**Stated problem**
Pull out every line in the entries below that contains the word "woman".

*** Dataset ***

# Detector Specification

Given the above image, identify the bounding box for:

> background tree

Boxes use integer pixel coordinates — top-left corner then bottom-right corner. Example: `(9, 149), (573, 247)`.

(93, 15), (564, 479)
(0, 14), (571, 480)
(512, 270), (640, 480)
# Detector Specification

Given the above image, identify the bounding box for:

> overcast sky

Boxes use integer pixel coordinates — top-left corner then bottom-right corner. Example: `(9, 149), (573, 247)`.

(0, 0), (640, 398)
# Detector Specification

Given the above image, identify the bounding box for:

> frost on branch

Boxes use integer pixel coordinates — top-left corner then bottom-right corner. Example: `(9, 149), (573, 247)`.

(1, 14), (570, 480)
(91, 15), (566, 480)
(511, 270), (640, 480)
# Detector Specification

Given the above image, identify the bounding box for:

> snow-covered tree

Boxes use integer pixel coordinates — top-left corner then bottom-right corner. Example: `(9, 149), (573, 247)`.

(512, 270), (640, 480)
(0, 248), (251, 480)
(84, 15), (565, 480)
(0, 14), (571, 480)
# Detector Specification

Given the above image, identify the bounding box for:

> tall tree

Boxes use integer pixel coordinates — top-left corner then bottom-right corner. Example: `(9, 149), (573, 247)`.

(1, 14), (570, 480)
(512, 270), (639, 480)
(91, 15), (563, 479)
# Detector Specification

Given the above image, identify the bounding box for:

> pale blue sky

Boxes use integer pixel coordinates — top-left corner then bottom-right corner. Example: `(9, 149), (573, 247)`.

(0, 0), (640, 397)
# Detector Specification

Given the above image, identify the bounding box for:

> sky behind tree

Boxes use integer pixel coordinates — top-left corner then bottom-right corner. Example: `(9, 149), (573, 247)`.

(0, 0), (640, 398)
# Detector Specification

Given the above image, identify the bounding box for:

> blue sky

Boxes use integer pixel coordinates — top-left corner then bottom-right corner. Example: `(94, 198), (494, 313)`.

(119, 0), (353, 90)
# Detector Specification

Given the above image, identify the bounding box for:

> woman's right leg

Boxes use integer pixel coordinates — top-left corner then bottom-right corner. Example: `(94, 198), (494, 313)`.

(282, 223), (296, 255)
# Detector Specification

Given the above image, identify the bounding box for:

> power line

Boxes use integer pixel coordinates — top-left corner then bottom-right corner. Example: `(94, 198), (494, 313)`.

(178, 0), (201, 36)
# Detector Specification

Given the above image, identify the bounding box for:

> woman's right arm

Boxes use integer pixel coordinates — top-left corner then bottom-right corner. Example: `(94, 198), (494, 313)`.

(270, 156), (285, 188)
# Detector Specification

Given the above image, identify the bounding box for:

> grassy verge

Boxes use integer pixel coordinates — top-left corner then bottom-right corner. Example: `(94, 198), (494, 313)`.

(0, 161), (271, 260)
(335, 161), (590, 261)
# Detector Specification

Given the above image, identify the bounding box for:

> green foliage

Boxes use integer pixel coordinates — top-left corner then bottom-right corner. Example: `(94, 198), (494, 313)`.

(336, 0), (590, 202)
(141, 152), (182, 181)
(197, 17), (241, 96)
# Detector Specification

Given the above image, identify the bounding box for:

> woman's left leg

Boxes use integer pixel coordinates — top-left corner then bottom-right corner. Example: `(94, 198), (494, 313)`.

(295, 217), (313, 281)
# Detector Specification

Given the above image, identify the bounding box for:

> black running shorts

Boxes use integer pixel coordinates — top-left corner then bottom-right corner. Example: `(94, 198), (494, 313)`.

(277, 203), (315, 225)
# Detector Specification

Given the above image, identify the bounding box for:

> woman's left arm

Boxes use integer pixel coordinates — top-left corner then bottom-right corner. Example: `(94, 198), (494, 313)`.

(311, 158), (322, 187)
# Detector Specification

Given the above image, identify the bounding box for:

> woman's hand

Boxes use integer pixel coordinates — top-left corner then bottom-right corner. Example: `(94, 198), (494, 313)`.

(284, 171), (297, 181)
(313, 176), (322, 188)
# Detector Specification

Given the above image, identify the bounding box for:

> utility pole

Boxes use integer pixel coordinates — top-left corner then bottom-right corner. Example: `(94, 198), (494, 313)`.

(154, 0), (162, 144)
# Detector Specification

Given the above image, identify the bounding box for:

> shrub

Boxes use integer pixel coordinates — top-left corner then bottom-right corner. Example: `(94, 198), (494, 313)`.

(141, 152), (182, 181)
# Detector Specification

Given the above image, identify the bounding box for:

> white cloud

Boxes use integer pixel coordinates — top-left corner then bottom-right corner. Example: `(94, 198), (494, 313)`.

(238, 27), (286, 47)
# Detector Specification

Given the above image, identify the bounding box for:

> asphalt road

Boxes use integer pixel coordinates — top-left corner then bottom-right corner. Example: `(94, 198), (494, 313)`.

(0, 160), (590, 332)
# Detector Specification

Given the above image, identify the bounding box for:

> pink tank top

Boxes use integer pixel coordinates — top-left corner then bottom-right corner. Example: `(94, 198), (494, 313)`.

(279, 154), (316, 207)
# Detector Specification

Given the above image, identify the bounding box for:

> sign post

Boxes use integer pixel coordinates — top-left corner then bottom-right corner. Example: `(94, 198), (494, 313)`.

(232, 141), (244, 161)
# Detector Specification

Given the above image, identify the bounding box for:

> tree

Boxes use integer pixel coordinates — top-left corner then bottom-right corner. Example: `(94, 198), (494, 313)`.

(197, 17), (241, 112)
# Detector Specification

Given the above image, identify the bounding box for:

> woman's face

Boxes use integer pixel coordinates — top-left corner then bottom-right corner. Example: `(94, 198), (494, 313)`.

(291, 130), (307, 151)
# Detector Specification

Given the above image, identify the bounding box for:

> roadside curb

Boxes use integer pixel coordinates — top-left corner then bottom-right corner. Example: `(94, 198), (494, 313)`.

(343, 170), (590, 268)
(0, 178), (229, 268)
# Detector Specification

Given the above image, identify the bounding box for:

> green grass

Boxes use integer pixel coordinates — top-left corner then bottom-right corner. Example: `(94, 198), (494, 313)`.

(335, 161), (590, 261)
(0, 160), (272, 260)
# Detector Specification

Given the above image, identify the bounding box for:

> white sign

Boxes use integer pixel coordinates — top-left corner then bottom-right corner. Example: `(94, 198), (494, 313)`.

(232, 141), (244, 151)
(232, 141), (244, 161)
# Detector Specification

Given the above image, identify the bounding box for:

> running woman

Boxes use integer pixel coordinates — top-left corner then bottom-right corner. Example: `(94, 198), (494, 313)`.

***

**Written solution**
> woman's right leg
> woman's right arm
> woman's left leg
> woman's left arm
> woman's hand
> woman's face
> running woman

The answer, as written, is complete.